WORK ORDER 1 => According to the NGO interview, about how many refugees does Uganda host?
WORK ORDER 2 => Rewrite the paragraph of the NGO interview that begins "We also engage in health education" as a short bulleted list that keeps its main facts.
WORK ORDER 3 => Carry on the NGO interview, starting after its last sentence.

SOURCE EXTRACT =>
════════
What results have NGOs had in the field?

There are still massive gaps in every war-torn environment, but progress is possible partly because of international humanitarian efforts. Rebuilding in conflict is principally the job of local NGOs collaborating with international NGOs, often in failed states. NGOs also are good at putting issues on the global agenda, such as preventing the recruitment of children to fight with armed groups.

War Child Canada/USA is currently the largest provider of refugee education in Uganda, which hosts the most refugees in Africa, with about 1.5 million Congolese, Southern Sudanese, Sudanese and others. These displaced kids are out of school for many years. Our programming provides catch-up learning using a compressed curriculum, so they can do two years in one and reintegrate into the existing school system at the appropriate grade. We’ve trained local governments, schools, teachers and other international organisations on this accelerated programme, because lack of education becomes a lifelong barrier. Education levels also affect long-term morbidity and mortality indicators, particularly for women and girls. Getting kids back into school, so they can ultimately earn an income, is how you disrupt the cycle of violence and poverty and despair.

We also engage in health education, especially where that can be hard to access. Our local teams teach girls about reproductive cycles and managing menstruation. We talk about hand sanitation and good food preparation practices. We establish proper latrines in some local schools, with sinks and soap, and show kids how to wash their hands to prevent cholera and dysentery. A bar of soap costs nothing, but it’s incredibly effective in preventing transmission. These are some low-cost interventions that yield impressive results over time as part of a broader prevention strategy.

What are the biggest challenges now?

Security and funding are a constant problem. Our staff in Sudan spent most of last summer in hiding. Demand for our services is increasing exponentially, but this doesn’t always result in more donations or funding. We’re not seeing significant increases in overall aid contributions, and what we have seen has focused narrowly on Ukraine, and Gaza and Israel. Crises in Sudan, Afghanistan, Yemen, Congo and South Sudan have been pushed off the global radar screen, so there are major delays in funding pipelines. With the knockoff effects of conflict – disrupted food supplies, low vaccination rates, and so on – you don’t see the impacts right away. A six-month delay can be catastrophic – and it’s preventable. But it can be difficult for funding agencies to recognise that urgency and invest in prevention. People only respond when it’s right in front of them. So much suffering could be averted if we thought differently about how we give and what we give to.
════════
Extracted data entries
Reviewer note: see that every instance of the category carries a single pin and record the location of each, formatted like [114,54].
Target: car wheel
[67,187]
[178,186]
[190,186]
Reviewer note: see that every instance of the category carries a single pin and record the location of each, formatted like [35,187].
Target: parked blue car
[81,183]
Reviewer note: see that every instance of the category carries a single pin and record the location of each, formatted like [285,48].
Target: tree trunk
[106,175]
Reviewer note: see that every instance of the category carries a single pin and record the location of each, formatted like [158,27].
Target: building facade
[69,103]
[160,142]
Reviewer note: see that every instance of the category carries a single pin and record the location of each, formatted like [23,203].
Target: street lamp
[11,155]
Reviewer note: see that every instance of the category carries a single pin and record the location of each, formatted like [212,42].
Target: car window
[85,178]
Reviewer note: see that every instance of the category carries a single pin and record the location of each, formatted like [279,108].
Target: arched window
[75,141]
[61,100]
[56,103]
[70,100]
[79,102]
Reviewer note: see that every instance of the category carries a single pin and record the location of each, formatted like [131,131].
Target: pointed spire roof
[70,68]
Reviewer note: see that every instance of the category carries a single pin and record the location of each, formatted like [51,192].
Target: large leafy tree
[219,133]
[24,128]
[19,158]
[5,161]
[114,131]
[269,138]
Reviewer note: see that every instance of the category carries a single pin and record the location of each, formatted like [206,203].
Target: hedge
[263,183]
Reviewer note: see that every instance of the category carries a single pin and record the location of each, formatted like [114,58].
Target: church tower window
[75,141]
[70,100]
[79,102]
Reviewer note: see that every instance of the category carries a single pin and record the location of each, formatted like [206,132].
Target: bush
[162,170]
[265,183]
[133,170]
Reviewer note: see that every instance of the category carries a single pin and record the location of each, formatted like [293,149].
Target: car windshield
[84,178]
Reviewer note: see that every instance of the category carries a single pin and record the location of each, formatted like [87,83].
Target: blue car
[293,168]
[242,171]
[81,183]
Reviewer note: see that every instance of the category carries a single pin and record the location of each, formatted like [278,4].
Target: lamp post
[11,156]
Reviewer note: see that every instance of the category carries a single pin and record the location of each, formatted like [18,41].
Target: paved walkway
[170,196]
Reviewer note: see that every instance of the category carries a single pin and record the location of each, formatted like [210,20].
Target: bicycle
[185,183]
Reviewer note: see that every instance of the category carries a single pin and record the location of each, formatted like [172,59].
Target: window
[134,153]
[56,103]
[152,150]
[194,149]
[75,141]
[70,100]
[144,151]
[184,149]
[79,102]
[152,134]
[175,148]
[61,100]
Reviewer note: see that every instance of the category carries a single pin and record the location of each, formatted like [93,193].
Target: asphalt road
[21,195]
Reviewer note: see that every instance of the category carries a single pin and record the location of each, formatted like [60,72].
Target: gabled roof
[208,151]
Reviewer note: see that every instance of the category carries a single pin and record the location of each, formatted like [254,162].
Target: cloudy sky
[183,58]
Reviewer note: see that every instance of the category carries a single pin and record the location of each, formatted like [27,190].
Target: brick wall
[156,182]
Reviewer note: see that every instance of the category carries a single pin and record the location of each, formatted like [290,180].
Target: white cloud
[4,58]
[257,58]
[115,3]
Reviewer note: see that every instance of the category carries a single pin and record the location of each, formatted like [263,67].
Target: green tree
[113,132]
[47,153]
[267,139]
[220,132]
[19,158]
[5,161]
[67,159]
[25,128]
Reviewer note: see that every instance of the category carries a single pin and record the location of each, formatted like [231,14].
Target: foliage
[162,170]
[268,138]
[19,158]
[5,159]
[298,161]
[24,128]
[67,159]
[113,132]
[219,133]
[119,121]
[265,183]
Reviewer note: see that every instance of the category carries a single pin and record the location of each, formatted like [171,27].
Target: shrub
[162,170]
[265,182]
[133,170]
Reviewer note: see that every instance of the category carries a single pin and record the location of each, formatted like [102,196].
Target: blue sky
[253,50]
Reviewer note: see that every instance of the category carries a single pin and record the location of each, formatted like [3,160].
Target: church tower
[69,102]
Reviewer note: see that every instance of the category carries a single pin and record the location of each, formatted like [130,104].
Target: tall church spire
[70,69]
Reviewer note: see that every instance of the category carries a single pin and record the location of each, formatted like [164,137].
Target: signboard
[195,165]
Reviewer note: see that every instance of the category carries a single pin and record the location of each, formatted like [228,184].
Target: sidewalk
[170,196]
════════
OUTPUT 1 => About 1.5 million.

OUTPUT 2 =>
- Health education is offered, especially where it is hard to access.
- Local teams teach girls about reproductive cycles and managing menstruation.
- Lessons cover hand sanitation and good food preparation practices.
- Some local schools get proper latrines with sinks and soap, and kids learn handwashing to prevent cholera and dysentery.
- A bar of soap costs nothing but is highly effective at preventing transmission.
- These low-cost interventions yield impressive results over time as part of a broader prevention strategy.

OUTPUT 3 =>
What key political choices must be made?

Violence and insecurity breed health risks within countries as well as beyond borders – it’s in everyone’s best interests to be engaged and generous, and respond to that urgency and need. Active diplomacy and peaceful reconciliation are necessary and important – war is not a natural state of being, although we often treat it as inevitable. We promote peace and security over the long term by ensuring that kids right now have opportunity and can provide for themselves and their families. And that there is social security. Social security comes from opportunity, employment and financial stability and from having goals, ambitions and pathways to realise those things. Aid is not altruism. It’s in everyone’s best interests. Particularly when talking about reparations and colonial influences, you also need to look long and hard at how we do aid. It tends to be short term and politically motivated. To prevent war and atrocity, to improve health and well-being, among the most significant determinants of a child’s health is that child’s mother’s independent access to income, which is also a proxy indicator for education. Education is not done in six months. Aid should focus on five to ten years of continuous funding, instead of being so overwhelmingly reactive and short term. By continuing to approach these challenges in the same way, we are ensuring many more children will suffer needlessly.